A few chapters previously, I mentioned how the discovery of mayonnaise-based white barbecue sauce in Clarkesville, Georgia had changed everything. "Oh, yes," some people say, "that's what they have in northern Alabama," but that isn't true. White sauce is still extremely obscure and not at all common. One of my co-workers was born and raised in Tuscaloosa and he'd never heard of it until I asked him about it. Heck, the girl we spoke with at a fair trade importer right in the heart of downtown Birmingham had only a vague idea what we were talking about. I don't know that it's as accurate to call it a regional delicacy as it is some weird thing that only a scattered few oddballs know about.

(REQUIRED WORK):
- 1) Decide whether each statement agrees with the passage about white barbecue sauce. Answer yes or no for each, and quote the words of the passage that decide it.
(a) The writer's co-worker from Tuscaloosa already knew about white sauce before the writer brought it up.
(b) The writer discovered mayonnaise-based white barbecue sauce in Clarkesville, Georgia.
(c) The writer agrees that white sauce is what they have in northern Alabama.
- 2) Transcribe the passage about white barbecue sauce word for word, starting at "A few chapters" and ending at "oddballs know about.".
- 3) Write the next part of the passage about white barbecue sauce, picking up right after its final sentence.

(EXTRACTED INFORMATION):
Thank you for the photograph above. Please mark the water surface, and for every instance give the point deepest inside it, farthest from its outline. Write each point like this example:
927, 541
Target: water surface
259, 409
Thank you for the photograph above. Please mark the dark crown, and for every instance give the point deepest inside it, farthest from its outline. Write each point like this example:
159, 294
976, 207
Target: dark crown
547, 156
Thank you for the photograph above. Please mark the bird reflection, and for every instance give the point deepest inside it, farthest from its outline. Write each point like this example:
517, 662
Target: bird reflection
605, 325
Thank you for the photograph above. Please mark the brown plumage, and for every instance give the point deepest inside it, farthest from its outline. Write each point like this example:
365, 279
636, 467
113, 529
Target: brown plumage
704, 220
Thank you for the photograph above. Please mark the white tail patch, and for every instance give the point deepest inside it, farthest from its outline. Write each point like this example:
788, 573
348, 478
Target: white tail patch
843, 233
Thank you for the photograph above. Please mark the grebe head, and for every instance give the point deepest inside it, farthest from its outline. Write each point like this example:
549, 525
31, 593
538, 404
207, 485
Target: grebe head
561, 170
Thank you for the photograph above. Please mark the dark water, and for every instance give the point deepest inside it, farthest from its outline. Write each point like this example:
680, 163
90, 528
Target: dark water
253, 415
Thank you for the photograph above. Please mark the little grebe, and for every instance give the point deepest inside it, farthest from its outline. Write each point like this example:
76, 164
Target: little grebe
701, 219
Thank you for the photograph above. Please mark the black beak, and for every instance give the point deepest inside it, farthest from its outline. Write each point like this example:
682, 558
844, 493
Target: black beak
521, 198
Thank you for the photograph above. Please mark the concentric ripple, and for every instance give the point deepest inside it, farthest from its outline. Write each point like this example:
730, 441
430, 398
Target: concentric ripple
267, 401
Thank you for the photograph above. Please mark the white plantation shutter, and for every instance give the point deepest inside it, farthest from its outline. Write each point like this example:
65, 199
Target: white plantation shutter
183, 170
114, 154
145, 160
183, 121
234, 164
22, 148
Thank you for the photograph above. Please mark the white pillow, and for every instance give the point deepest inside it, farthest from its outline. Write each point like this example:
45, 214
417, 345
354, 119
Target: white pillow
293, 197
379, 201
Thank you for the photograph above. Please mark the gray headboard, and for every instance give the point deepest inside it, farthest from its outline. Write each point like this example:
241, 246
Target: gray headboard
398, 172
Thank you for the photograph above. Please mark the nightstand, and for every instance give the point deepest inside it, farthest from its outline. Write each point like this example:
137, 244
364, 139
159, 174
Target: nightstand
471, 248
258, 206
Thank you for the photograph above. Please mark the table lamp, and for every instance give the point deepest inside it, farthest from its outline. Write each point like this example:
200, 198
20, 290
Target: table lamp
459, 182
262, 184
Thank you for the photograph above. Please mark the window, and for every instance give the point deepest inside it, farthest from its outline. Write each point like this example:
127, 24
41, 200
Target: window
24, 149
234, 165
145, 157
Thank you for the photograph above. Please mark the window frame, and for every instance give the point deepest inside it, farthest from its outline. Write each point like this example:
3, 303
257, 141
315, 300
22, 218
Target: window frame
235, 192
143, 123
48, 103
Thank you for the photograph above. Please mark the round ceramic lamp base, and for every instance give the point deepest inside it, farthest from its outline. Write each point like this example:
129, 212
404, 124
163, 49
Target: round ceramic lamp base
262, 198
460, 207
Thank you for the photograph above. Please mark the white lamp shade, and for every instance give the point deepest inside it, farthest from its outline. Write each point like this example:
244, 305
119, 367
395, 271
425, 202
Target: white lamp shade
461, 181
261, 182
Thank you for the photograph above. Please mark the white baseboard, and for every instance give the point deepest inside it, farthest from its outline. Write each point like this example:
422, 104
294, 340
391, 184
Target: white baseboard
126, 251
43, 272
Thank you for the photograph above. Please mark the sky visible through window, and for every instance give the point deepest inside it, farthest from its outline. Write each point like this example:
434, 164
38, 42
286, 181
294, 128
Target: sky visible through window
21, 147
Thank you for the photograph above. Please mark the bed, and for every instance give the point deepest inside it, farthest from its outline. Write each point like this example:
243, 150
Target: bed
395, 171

(RESULTS IN ORDER):
- 1)
(a) No: "he'd never heard of it until I asked him about it."
(b) Yes: "the discovery of mayonnaise-based white barbecue sauce in Clarkesville, Georgia had changed everything."
(c) No: "but that isn't true. White sauce is still extremely obscure and not at all common."

- 2)
A few chapters previously, I mentioned how the discovery of mayonnaise-based white barbecue sauce in Clarkesville, Georgia had changed everything. "Oh, yes," some people say, "that's what they have in northern Alabama," but that isn't true. White sauce is still extremely obscure and not at all common. One of my co-workers was born and raised in Tuscaloosa and he'd never heard of it until I asked him about it. Heck, the girl we spoke with at a fair trade importer right in the heart of downtown Birmingham had only a vague idea what we were talking about. I don't know that it's as accurate to call it a regional delicacy as it is some weird thing that only a scattered few oddballs know about.

- 3)
At any rate, as soon as we returned from Clarkesville, I looked over the calendar and Marie and I agreed that this past Saturday would be a fine time for a day trip to Birmingham. Actually, I think it wasn't so much agreement as it was Marie seeing the fire in my belly glittering through my eyes and electing to go along with it to keep me from sulking exploding with the white-hot intensity of a newborn star. I'd only visited Birmingham once before, about eight years previously. It's just under three hours away and full of interesting places to eat, so we really could have come out this way again before now. On the other hand, once you get around the town of Anniston, I-20 is so broken up and full of potholes that it looks like it's been used for mortar practice, so it's just as well we don't go all that often. We can only afford so many tires and alignments a year.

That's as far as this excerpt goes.